Task goal
Retype all of the data that follows, line for line.

Provided entries
---*---
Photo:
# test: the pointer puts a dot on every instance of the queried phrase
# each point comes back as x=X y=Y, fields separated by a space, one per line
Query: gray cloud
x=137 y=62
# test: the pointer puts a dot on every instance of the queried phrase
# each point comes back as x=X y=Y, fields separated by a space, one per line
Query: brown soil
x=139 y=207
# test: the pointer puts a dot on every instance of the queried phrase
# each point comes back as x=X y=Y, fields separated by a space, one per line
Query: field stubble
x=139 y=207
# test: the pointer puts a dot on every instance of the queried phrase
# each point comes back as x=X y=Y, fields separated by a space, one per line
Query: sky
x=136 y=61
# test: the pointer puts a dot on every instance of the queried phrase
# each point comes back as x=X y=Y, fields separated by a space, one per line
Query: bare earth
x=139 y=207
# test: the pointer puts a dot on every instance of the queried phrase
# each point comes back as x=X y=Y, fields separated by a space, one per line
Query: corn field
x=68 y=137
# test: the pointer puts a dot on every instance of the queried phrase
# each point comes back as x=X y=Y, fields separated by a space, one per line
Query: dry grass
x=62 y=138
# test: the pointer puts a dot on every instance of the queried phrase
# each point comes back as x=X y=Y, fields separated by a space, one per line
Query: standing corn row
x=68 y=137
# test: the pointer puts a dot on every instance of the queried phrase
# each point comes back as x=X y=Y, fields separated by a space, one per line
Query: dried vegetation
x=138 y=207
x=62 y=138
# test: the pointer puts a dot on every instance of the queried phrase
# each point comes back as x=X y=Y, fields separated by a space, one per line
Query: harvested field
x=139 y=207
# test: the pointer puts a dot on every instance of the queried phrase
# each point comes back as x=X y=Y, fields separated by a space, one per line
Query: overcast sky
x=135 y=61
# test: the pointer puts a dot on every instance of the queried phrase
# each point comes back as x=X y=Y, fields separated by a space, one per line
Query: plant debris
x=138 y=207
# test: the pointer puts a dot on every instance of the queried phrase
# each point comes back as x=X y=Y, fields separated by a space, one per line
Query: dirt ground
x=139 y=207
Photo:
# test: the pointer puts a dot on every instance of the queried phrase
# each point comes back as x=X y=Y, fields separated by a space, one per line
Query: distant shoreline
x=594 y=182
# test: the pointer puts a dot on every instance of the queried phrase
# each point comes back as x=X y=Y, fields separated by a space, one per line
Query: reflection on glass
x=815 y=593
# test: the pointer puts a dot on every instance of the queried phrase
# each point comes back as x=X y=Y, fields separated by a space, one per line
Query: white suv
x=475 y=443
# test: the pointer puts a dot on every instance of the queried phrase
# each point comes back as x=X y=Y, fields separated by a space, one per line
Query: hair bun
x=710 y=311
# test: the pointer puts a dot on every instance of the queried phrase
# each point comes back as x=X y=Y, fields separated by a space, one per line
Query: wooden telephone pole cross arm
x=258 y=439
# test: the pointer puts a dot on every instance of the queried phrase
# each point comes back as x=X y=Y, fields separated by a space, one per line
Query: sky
---*---
Response below
Photo:
# test: the pointer puts a dot on every instance of the queried phrase
# each point comes back as x=X y=Y, fields separated by a space, one per line
Query: gray cloud
x=137 y=62
# test: the pointer puts a dot on every instance of the queried phrase
# each point comes back as x=X y=Y, fields separated by a space, one per line
Query: brown soil
x=139 y=207
# test: the pointer puts a dot on every instance of the queried phrase
# each point comes back as x=X y=Y, fields separated by a space, one per line
Query: field stubble
x=139 y=207
# test: the pointer puts a dot on every instance of the queried phrase
# each point comes back as x=X y=Y, fields separated by a space, one per line
Query: sky
x=136 y=61
# test: the pointer puts a dot on every instance of the queried phrase
# each point comes back as x=X y=Y, fields separated by a space, one per line
Query: bare earth
x=139 y=207
# test: the pointer puts a dot on every instance of the queried phrase
# each point comes back as x=X y=Y, fields separated by a space, one per line
Query: corn field
x=68 y=137
# test: the pointer puts a dot on every instance of the queried phrase
# each point comes back as x=X y=Y, fields separated by a space, one per line
Query: dry grass
x=62 y=138
# test: the pointer puts a dot on every instance of the queried phrase
# each point comes back as x=X y=Y, fields separated by a space, one per line
Query: standing corn row
x=68 y=137
# test: the pointer puts a dot on every instance of the queried phrase
# each point comes back as x=X y=Y, fields separated by a space, one per line
Query: dried vegetation
x=138 y=207
x=62 y=138
# test: the pointer puts a dot on every instance of the queried phrase
# each point comes back as x=X y=Y, fields separated by a space, one per line
Query: harvested field
x=139 y=207
# test: the pointer puts a dot on every instance of the queried phrase
# each point comes back as x=X y=Y, fields separated by a space, one per line
Query: overcast sky
x=135 y=61
# test: the pointer puts a dot on every instance of the queried phrase
# each point comes back as x=X y=Y, fields separated by a space, one per line
Query: plant debris
x=138 y=207
# test: the pointer puts a dot on every instance of the queried phrase
# each point comes back as x=X y=Y, fields separated by a space, one per line
Query: dirt ground
x=139 y=207
Photo:
# test: the pointer puts a dot on every instance of the queried phrase
# each point comes back as x=X y=Y, fields separated by a space, one per line
Query: distant shoreline
x=594 y=182
# test: the pointer puts a dot on every instance of the queried phrase
# each point comes back as x=X y=Y, fields separated by a space, one per line
Query: reflection on glass
x=815 y=593
# test: the pointer puts a dot on every instance of the queried phrase
# each point comes back as x=X y=Y, fields separated by a space, one per line
Query: white suv
x=475 y=443
# test: the pointer puts a dot on every instance of the queried phrase
# each point comes back as x=X y=Y, fields separated by a space, one per line
Query: hair bun
x=710 y=311
# test: the pointer puts a dot on every instance of the queried phrase
# each point comes back as x=X y=Y, fields separated by a space, one per line
Query: wooden telephone pole cross arm
x=258 y=439
# test: the pointer puts a dot on every instance of the queried phrase
# each point comes back as x=X y=Y, fields separated by a space, one per line
Query: sky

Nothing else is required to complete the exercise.